··· SELECTED EXCERPT ···

ZORK (this mainframe version) is a huge game. I spent maybe five hours just working on the game and making maps before I started to feel stuck. I finally gave in and starting using some hint files (life's too short to not use hint files). It is frustrating to find that you had the right idea - just not the right verb/noun. For example I tried to "eat Eat-Me cake" and apparently my version wanted "eat eatme cake". Yeah, those are the kinds of things that you're glad you used a hint file for!

I spent about 2-3 weeks working my way through the game and putting together a solution & hint file guide. When I was finally finished, I really felt a sense of accomplishment! Not only was there 616 treasure-hunting points to earn, but also an additional 100 point end game. It really is a wonder of its time... and even more interesting knowing that only a small minority of people had access or knowledge about this behemoth growing to the limits of its maximum 1MB file size.

While the individual ZORK games underwent further refinement, and indeed became better games in focus, fun and functionality... it was a real treat to go back to the origins of ZORK. Like many others, ZORK was my introduction to Interactive-Fiction... so it was a heady mix of nostalgia and new discovery. All the major players are here - the Troll, the Thief, the Rainbow Bridge, the Flood Control Dam, etc. It's just bigger and longer than you remember (especially since your memory is likely ZORK I).

It's definitely worth playing, and even more fun if you haven't revisited the old treadworn land of Zork in some time. But from an IF history perspective, this was a milestone in the making. Zork became the killer-app for a number of early computers... and Infocom went on to produce some of the greatest works ever in this genre.
- And it all started here.

BTW, I think the best version is the inform port. It has the most flexibility in the words you can use, with a few added responses and synonyms that are not available in WinGlux and others.

··· DATA ···

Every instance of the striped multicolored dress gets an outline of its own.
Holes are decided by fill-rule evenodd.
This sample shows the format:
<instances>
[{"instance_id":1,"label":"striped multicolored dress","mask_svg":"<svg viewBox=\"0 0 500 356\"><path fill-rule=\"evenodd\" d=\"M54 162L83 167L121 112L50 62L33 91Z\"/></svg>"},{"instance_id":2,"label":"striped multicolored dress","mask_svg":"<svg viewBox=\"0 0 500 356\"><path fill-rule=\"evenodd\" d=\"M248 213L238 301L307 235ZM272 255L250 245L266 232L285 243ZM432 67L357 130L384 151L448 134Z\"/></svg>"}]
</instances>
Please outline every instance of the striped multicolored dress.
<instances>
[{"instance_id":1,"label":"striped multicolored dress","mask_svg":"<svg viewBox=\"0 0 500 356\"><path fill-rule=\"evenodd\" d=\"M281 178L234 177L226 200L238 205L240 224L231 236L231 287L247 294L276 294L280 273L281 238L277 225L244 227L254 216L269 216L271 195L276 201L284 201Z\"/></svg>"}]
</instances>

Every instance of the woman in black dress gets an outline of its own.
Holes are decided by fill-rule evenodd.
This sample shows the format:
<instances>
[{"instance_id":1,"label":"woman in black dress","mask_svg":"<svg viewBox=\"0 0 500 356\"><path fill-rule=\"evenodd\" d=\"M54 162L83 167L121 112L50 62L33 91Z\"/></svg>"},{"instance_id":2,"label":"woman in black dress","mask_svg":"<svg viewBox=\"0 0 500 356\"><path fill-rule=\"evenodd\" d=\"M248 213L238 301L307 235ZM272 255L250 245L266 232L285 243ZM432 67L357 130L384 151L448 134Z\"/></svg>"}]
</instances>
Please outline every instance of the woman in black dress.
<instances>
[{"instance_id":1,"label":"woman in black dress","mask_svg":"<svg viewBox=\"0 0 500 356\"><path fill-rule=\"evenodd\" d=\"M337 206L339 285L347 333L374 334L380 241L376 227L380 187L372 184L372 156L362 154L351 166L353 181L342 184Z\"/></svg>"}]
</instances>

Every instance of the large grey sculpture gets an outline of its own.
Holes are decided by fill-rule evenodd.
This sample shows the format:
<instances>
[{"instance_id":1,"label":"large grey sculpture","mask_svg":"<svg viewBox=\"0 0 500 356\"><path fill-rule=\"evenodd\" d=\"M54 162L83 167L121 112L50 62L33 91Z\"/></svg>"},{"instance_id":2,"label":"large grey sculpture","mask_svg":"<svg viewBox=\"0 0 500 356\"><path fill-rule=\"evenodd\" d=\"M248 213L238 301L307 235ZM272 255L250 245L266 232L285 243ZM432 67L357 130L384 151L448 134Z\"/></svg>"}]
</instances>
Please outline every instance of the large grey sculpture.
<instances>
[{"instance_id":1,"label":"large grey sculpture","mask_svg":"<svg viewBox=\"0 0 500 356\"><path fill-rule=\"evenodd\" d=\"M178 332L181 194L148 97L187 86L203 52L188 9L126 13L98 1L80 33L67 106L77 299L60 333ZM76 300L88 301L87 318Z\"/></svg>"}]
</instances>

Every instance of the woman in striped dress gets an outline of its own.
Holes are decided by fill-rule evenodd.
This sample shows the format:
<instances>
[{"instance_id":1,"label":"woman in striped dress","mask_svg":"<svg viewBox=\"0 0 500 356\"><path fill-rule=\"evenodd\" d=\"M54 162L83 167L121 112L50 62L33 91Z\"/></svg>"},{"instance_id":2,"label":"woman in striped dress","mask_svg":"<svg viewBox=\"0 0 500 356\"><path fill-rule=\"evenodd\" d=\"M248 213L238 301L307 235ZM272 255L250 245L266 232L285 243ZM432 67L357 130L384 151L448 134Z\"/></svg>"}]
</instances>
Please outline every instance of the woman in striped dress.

···

SET OF TASKS:
1 - Summarize the mainframe ZORK review in two sentences.
2 - Please transcribe the stretch of the mainframe ZORK review from "ZORK (this mainframe" through "hint file for!".

SOLUTION SET:
1 - The reviewer found the huge mainframe version of ZORK hard enough to turn to hint files, then finished it after about two to three weeks, with 616 treasure-hunting points plus a 100-point end game. The reviewer calls the game worth playing, a mix of nostalgia and new discovery that marked a milestone in interactive-fiction history, and considers the Inform port the best version.

2 -
ZORK (this mainframe version) is a huge game. I spent maybe five hours just working on the game and making maps before I started to feel stuck. I finally gave in and starting using some hint files (life's too short to not use hint files). It is frustrating to find that you had the right idea - just not the right verb/noun. For example I tried to "eat Eat-Me cake" and apparently my version wanted "eat eatme cake". Yeah, those are the kinds of things that you're glad you used a hint file for!